╭──

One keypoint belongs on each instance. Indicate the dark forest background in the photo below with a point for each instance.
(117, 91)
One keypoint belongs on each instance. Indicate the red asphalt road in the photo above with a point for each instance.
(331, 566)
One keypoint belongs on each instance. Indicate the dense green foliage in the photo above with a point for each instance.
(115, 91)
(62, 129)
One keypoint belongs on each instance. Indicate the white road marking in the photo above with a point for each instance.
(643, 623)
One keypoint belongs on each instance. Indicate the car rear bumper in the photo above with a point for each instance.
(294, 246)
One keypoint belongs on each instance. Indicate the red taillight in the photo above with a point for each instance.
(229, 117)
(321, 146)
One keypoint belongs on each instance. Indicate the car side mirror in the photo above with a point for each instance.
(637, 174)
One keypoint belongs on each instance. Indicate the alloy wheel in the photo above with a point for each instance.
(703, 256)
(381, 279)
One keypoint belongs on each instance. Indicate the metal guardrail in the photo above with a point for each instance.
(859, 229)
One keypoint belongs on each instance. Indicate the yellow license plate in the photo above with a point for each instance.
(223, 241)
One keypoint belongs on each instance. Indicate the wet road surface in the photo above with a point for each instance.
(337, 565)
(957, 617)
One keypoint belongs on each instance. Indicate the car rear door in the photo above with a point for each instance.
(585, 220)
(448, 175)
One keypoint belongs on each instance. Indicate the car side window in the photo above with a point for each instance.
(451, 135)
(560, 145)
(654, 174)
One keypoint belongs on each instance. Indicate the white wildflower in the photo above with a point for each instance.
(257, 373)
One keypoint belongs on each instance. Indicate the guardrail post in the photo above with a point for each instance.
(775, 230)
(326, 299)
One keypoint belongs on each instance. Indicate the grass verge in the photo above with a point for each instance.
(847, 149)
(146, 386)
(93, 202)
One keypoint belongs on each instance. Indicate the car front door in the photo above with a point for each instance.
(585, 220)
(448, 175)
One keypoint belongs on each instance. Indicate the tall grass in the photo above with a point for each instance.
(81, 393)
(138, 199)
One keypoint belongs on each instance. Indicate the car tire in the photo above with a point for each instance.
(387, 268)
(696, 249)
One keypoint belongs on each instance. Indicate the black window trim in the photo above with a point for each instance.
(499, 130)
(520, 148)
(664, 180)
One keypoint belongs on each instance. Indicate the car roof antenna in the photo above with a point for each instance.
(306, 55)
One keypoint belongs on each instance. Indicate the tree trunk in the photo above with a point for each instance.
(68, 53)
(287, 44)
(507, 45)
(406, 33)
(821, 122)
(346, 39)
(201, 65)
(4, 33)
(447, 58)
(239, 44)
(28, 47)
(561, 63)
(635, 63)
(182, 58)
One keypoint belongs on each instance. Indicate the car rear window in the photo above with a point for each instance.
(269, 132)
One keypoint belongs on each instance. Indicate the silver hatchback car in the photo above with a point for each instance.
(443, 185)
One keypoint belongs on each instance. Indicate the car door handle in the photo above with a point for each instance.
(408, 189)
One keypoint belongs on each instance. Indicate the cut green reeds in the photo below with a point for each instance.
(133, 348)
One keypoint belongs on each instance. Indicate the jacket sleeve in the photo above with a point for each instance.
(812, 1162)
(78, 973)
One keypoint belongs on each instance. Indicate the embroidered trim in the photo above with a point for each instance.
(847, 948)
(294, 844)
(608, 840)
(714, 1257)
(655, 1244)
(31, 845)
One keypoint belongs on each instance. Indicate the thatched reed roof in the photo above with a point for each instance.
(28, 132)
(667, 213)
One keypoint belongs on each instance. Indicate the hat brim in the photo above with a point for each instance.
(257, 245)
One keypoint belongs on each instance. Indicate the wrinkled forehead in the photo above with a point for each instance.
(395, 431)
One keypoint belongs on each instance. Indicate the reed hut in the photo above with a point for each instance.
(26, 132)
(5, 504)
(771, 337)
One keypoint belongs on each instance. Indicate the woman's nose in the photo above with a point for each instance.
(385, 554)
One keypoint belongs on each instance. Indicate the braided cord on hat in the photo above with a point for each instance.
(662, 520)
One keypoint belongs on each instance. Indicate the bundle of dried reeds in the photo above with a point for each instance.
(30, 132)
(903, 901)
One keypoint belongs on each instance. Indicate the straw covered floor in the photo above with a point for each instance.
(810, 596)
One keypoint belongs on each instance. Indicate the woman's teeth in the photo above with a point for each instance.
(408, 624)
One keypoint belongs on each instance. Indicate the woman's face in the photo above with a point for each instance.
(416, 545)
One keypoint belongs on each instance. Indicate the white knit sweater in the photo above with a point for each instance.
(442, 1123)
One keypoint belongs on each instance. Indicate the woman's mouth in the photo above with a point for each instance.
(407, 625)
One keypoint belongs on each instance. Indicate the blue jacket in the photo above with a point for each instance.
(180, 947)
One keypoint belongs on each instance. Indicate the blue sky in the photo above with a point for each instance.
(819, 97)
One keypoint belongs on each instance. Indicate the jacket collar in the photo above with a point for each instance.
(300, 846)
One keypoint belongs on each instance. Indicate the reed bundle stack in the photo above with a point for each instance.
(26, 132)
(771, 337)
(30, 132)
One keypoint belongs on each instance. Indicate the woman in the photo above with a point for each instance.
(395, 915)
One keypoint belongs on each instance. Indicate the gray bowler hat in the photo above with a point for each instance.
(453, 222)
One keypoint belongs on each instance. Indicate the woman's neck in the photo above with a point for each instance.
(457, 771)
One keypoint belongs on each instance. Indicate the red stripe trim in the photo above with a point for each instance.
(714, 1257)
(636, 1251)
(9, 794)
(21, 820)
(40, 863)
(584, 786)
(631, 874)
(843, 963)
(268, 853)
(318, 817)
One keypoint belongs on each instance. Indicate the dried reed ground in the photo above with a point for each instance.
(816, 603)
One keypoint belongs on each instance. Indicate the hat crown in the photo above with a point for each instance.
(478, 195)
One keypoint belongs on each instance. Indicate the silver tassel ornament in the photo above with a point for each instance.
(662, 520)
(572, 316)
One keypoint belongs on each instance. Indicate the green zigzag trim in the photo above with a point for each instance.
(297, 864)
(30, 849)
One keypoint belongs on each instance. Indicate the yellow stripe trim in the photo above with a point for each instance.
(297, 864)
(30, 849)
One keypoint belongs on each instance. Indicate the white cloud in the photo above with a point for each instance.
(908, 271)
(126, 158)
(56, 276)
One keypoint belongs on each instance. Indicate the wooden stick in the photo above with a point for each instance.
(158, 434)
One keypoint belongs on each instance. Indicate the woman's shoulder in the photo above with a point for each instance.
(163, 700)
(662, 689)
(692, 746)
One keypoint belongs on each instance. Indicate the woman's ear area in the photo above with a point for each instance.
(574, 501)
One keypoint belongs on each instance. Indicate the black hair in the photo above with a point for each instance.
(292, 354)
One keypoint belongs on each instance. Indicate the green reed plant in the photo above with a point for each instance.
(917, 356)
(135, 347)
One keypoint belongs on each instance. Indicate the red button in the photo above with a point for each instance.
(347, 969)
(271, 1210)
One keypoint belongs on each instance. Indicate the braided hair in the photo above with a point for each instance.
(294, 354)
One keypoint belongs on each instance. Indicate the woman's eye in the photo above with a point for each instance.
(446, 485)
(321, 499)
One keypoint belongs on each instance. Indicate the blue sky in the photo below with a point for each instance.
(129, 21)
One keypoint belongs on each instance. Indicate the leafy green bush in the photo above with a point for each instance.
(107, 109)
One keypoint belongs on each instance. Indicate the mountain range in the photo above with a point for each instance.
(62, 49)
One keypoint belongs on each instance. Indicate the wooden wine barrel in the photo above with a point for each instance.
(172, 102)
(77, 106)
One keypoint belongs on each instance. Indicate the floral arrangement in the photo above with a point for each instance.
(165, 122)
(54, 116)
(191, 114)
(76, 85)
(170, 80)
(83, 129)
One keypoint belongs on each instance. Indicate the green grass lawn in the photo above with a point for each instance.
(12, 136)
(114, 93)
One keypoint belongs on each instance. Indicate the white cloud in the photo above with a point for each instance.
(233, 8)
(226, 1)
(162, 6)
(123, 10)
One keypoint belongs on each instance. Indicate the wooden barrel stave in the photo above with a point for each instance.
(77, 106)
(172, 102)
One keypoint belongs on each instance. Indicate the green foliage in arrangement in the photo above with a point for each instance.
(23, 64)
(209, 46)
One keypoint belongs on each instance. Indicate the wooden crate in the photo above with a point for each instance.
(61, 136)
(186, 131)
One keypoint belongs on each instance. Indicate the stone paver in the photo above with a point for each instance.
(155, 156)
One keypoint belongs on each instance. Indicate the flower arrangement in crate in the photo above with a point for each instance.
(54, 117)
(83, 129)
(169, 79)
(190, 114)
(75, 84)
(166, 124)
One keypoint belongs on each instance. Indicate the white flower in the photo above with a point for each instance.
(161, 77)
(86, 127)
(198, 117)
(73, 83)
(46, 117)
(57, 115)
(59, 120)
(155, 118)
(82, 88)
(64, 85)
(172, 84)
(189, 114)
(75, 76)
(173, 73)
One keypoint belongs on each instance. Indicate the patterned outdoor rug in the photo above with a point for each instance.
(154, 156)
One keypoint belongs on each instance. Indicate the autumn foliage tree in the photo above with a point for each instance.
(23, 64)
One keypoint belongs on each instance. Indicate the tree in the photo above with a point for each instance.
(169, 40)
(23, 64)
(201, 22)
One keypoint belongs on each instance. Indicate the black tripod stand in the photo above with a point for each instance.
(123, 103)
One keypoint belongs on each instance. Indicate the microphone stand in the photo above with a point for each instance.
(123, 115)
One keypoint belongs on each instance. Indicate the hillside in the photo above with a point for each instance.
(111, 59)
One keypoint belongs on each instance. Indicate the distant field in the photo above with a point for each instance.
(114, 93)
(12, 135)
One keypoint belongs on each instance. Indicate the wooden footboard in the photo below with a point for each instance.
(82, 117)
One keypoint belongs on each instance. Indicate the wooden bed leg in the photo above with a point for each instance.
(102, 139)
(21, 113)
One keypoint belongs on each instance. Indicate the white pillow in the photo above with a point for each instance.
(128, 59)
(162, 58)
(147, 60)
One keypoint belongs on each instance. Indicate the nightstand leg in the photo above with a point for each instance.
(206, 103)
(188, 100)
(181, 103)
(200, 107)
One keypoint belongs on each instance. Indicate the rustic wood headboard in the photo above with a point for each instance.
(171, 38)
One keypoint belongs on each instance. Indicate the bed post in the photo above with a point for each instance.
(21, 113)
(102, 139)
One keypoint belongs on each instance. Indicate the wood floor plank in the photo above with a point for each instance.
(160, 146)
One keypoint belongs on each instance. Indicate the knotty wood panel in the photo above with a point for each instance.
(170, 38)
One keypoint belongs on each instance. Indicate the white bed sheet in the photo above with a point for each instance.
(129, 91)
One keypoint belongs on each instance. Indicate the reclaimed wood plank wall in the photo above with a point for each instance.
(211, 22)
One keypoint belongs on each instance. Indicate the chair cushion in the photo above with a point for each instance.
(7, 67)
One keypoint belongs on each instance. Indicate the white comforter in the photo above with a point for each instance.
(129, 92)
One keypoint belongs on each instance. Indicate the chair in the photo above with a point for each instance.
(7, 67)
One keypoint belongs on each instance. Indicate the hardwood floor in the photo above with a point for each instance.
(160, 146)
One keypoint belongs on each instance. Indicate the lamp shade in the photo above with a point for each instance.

╰──

Exercise: Output only the lines from the one that contains "One keypoint belongs on each instance. Indicate the knotty" through the last line of the data above, each restated exactly.

Answer area:
One keypoint belongs on each instance. Indicate the knotty wood panel in the photo above with a point for each instance.
(170, 38)
One keypoint belongs on each instance. Indicate the white bed sheet in the photo above with a point for each instance.
(129, 91)
One keypoint belongs on each instance. Indicate the reclaimed wood plank wall in the photo above with a point for each instance.
(211, 22)
One keypoint belongs on each instance. Indicate the chair cushion in the photo above with a point for each instance.
(7, 67)
One keypoint belongs on each instance. Indicate the white comforter in the photo above with a point for each instance.
(129, 92)
One keypoint belongs on each instance. Indicate the chair in the photo above with a point for each instance.
(7, 67)
One keypoint belongs on each instance. Indicate the hardwood floor in the photo above with a point for each instance.
(160, 146)
One keypoint belongs on each instance. Indicate the lamp shade in the photo above with a point for each instance.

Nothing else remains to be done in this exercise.